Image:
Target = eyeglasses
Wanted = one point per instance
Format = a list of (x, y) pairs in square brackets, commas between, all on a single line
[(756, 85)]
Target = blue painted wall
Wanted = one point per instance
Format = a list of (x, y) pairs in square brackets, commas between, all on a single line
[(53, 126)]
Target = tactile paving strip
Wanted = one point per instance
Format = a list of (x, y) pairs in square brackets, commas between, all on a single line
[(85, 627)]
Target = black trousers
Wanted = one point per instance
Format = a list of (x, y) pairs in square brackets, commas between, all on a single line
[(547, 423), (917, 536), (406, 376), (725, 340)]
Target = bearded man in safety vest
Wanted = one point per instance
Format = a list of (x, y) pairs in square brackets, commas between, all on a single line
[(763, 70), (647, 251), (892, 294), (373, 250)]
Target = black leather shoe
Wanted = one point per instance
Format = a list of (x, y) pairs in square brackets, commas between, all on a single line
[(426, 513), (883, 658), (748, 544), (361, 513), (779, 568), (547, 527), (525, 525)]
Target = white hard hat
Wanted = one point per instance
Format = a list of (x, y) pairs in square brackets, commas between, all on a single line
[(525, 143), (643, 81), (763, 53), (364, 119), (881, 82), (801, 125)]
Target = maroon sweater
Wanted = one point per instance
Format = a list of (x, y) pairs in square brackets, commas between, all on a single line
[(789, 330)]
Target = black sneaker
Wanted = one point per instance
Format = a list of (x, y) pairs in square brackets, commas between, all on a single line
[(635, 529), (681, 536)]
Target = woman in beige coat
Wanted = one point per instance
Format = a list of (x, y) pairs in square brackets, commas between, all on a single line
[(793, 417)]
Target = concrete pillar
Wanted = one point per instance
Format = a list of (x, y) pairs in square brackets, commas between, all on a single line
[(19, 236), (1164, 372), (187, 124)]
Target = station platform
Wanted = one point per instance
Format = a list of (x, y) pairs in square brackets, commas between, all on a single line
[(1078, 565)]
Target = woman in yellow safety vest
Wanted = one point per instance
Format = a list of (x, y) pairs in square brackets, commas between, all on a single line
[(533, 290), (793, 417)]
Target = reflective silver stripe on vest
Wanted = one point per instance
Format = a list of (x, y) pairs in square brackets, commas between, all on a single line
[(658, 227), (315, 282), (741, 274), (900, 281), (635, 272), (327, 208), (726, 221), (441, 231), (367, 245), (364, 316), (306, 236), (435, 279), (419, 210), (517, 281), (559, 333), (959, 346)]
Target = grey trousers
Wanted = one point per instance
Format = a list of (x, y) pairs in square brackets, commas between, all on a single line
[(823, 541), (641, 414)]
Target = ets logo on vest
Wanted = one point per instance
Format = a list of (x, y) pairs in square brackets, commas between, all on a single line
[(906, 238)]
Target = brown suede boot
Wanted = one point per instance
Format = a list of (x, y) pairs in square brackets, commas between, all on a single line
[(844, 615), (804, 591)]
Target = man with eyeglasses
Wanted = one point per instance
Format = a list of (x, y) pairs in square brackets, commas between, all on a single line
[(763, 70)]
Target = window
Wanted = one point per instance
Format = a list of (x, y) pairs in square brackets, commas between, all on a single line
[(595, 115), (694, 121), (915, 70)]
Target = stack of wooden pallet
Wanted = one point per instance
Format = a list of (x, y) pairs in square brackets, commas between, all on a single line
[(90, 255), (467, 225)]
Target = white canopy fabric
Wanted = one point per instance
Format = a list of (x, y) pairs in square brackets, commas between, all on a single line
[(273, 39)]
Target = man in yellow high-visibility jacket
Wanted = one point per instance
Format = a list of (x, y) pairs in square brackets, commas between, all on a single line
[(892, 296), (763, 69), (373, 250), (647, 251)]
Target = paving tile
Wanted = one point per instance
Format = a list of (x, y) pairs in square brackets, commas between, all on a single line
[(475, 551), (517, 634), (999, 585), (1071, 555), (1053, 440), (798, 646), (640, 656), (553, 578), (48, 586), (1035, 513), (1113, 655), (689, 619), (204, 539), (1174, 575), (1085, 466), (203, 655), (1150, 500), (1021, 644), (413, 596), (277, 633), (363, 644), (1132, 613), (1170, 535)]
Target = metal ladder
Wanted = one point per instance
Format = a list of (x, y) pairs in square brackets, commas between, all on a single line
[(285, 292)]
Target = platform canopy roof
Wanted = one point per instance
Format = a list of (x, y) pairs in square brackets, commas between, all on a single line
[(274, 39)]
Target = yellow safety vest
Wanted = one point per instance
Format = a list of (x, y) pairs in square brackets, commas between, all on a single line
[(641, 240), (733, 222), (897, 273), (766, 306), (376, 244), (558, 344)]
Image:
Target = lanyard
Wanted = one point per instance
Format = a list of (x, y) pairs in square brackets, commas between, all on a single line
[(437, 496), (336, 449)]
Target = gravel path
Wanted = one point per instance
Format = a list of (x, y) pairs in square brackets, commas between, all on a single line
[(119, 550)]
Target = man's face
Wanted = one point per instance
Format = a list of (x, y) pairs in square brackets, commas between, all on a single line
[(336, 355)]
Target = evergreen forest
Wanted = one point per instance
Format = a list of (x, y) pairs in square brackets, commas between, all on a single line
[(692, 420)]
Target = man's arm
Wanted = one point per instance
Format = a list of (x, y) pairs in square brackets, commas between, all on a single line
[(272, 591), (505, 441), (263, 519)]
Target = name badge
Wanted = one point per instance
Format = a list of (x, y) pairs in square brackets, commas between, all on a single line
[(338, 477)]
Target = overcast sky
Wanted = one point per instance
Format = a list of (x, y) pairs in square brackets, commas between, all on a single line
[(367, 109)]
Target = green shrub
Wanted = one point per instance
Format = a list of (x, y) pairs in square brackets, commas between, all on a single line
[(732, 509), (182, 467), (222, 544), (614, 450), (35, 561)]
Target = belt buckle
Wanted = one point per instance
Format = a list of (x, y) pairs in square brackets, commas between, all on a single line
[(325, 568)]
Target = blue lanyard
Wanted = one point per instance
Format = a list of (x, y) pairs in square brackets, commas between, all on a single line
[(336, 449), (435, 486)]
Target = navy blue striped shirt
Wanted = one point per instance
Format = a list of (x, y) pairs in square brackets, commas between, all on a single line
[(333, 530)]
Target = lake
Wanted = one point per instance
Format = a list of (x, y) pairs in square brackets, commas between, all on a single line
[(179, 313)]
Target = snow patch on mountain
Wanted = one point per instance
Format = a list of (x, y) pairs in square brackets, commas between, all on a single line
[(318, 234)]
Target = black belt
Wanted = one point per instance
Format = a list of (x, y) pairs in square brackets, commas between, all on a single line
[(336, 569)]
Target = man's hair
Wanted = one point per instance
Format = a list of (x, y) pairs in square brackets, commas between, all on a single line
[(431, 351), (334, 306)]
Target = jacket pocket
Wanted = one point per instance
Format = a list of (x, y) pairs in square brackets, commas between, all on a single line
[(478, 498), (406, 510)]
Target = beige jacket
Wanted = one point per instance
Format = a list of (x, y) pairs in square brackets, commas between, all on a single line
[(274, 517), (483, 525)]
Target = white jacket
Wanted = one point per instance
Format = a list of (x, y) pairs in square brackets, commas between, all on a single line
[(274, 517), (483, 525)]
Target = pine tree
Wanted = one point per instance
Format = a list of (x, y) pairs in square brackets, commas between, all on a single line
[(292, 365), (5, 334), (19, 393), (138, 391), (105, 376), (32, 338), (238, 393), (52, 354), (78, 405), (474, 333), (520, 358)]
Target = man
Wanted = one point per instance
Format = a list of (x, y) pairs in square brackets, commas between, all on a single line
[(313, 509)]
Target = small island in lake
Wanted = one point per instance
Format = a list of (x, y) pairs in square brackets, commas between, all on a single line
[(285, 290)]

^^^^

__Goal of the exercise__.
Substitute "a single point for each instance" for every "one point per instance" in all of the records above, and write them out again with nothing else changed.

__Task solution__.
Image:
Target = eyeglasses
Wanted = a single point for each instance
Format = a list of (x, y) pairs in square brackets, commas between, all on a single line
[(756, 85)]
Target = blue painted wall
Wanted = a single point for each instance
Format = a list of (x, y) pairs in square brackets, commas between, all on a single line
[(53, 126)]
Target = tactile paving strip
Wanted = a single point for each instance
Format = a list of (x, y) pairs in square brackets, commas between, all on a single line
[(85, 627)]
Target = black trousers
Wanted = a single point for each instance
Format = a list of (x, y) pairs in square brackets, commas between, all on a single line
[(547, 423), (917, 536), (406, 376), (725, 340)]
Target = bearded man in safety vest
Wanted = a single point for each instance
Format = a list of (x, y) pairs in square brackets, commas between, all on a single line
[(763, 70), (647, 251), (892, 294), (373, 250)]
Target = black leather shoe
Wanted = a single point for each instance
Format = a list of (x, y) pairs in square brackets, commas between, all on a single line
[(426, 513), (883, 658), (748, 544), (361, 513), (779, 568), (547, 527), (525, 525)]
Target = white hard hat
Wanted = a single point for each instance
Format = a list of (x, y) pairs in square brackets, commas between, all on a single line
[(525, 143), (643, 81), (763, 53), (364, 119), (881, 82), (801, 125)]
Target = maroon sweater
Wanted = a single point for each instance
Format = a list of (x, y) pairs in square brackets, commas between, all on a single line
[(789, 330)]
Target = black sneaker
Wanted = a single point for each instance
Format = a list of (x, y) pairs in square brackets, commas between, all on a single line
[(635, 529), (681, 536)]
Target = woman in beige coat
Wanted = a single point for each instance
Format = a list of (x, y) pairs in square brackets, commas between, all on a single line
[(793, 417)]
Target = concrete pillar
Wanted = a single point for each instance
Format = a list of (x, y) pairs in square brackets, commas between, all on a single line
[(19, 236), (1164, 372), (187, 124)]
Target = station platform
Wanted = a single point for each instance
Format = a list of (x, y) pairs in square brackets, commas between, all on a single line
[(1078, 565)]
Target = woman in yellow safety vest
Wanted = a single point for each instance
Format = a list of (x, y) pairs in square brackets, commas between, all on a single line
[(533, 290), (793, 417)]
Target = reflective silver stripe on vest
Wanted = a single point for each instance
Format = a list of (x, y) pairs in square brackets, commas between, all on a single line
[(658, 227), (315, 282), (741, 274), (900, 281), (635, 272), (327, 208), (726, 221), (441, 231), (367, 245), (364, 316), (306, 236), (435, 279), (419, 210), (517, 281), (559, 333), (959, 346)]
Target = grey trousers
Wanted = a single point for each instance
Format = a list of (x, y) pairs in square brackets, commas between, all on a single line
[(823, 541), (641, 414)]
Target = ets logo on vest
Wanted = a single point for each instance
Format = a list of (x, y) pairs in square brackets, commas between, all on a single line
[(906, 238)]
Target = brown suede boot
Wanted = a single point for each instance
Format = a list of (x, y) pairs in square brackets, commas between, all on a single line
[(844, 615), (804, 591)]
Target = man with eyeglasses
Wanted = a single point for each instance
Format = a list of (x, y) pairs in square brackets, commas between, all on a single line
[(763, 70)]
Target = window
Wanted = a single point for each instance
Format = a list of (x, y) pairs in square brackets, commas between, all on a single line
[(595, 115), (694, 121), (915, 70)]
Target = stack of wooden pallet
Wanted = a single point for each instance
Format = a list of (x, y) pairs in square brackets, commas between, all on a single line
[(90, 255), (467, 225)]
Target = white canopy fabric
Wanted = a single point for each instance
Format = a list of (x, y) pairs in square brackets, commas between, all on a single line
[(273, 39)]
Target = man in yellow high-visibility jacket
Wanted = a single point for each instance
Format = a list of (x, y) pairs in square brackets, commas between, all on a single line
[(892, 296), (763, 69), (373, 250), (647, 251)]
Target = paving tile
Wanted = a single point for each instance
Format = a list of (x, y) pairs in square brackets, commas between, all on a single line
[(475, 551), (517, 634), (999, 585), (1071, 555), (1053, 440), (798, 646), (640, 656), (553, 578), (48, 586), (1035, 513), (1113, 655), (689, 619), (204, 539), (1174, 575), (1085, 466), (203, 655), (1150, 500), (1021, 644), (413, 596), (277, 633), (363, 644), (1132, 613), (1170, 535)]
Target = metal ladder
Wanted = a single point for each instance
Format = a list of (x, y) pairs in square brackets, commas between, all on a single line
[(285, 292)]
Target = platform canopy roof
Wanted = a single point for each instance
Format = a list of (x, y) pairs in square brackets, commas between, all on a single line
[(274, 39)]
Target = yellow safety vest
Wanted = a single point for each instance
Format = a list of (x, y) pairs in square brackets, commas between, all on a single line
[(641, 240), (733, 222), (897, 273), (766, 306), (376, 244), (558, 344)]
Image:
Target = lanyard
Wanted = a single point for each instance
Format = a list of (x, y) pairs in square brackets, commas between, all on a single line
[(437, 496), (336, 449)]
Target = gravel path
Wanted = a single point for each instance
Format = a list of (x, y) pairs in square brackets, commas between, all on a single line
[(119, 550)]
Target = man's face
Wanted = a single point for each instance
Format = a list of (x, y) pairs in square brackets, commas between, all on a single line
[(336, 355)]
Target = evergreen forest
Wanted = a single point for each instance
Format = a list of (x, y) pairs in square brackets, commas between, all on a single line
[(692, 420)]
Target = man's arm
Wanted = a single point for each instance
Format = a list of (x, y) pairs in square brackets, commas between, all on a single line
[(272, 591), (505, 441), (263, 519)]
Target = name badge
Wanted = a single point for each instance
Format = a list of (x, y) pairs in square brackets, commas between, all on a single line
[(338, 477)]
Target = overcast sky
Wanted = a single point for each instance
Format = a list of (x, y) pairs in square brackets, commas between, all on a single line
[(367, 109)]
Target = green shrub
Wanted = a single point for each instance
Format = a list of (x, y) pairs in square brackets, commas between, all on a single line
[(732, 509), (182, 467), (222, 544), (614, 450), (35, 561)]
Target = belt buckle
Wanted = a single point for each instance
Format = a list of (x, y) pairs in square brackets, commas between, all on a single line
[(325, 568)]
Target = blue lanyard
Wanted = a single point for each instance
Format = a list of (x, y) pairs in square brackets, commas between, all on a single line
[(336, 449), (435, 486)]
Target = navy blue striped shirt
Wanted = a single point for each instance
Format = a list of (x, y) pairs in square brackets, commas between, all on a single line
[(333, 530)]
Target = lake
Wanted = a single point for each instance
Format = a list of (x, y) pairs in square brackets, commas between, all on a single line
[(179, 313)]
Target = snow patch on mountain
Wanted = a single point for each instance
Format = a list of (x, y) pairs in square brackets, commas between, all on a single line
[(318, 234)]
Target = black belt
Wanted = a single point for each instance
Format = a list of (x, y) pairs in square brackets, commas between, all on a single line
[(336, 569)]
Target = man's hair
Wanted = a single point for each instance
Format = a list of (x, y) pairs in square brackets, commas between, all on a single line
[(431, 351), (334, 306)]
Target = jacket pocket
Wanted = a single point for each instance
Format = a list of (x, y) pairs in square brackets, commas between, all on a single line
[(478, 498), (406, 510)]
Target = beige jacket
Wanted = a single point for each instance
Format = a list of (x, y) pairs in square brackets, commas between, all on a single line
[(274, 517), (483, 525)]
Target = white jacket
Wanted = a single point for each instance
Format = a list of (x, y) pairs in square brackets, commas between, all on a single line
[(274, 517), (483, 525)]
Target = pine tree
Wanted = a single point for each instance
Format = a list of (x, y) pairs in square brackets, commas between, all on a single line
[(292, 365), (5, 334), (19, 393), (138, 391), (105, 376), (32, 338), (238, 393), (52, 354), (78, 405), (474, 333), (520, 358)]
Target = man
Wanted = a single point for each instance
Format = a list of (x, y) pairs in square brackets, commas between, all on a single line
[(313, 509)]
Target = small island in lake
Wanted = a single point for each instance
Format = a list of (x, y) pairs in square brackets, commas between, all on a single line
[(285, 290)]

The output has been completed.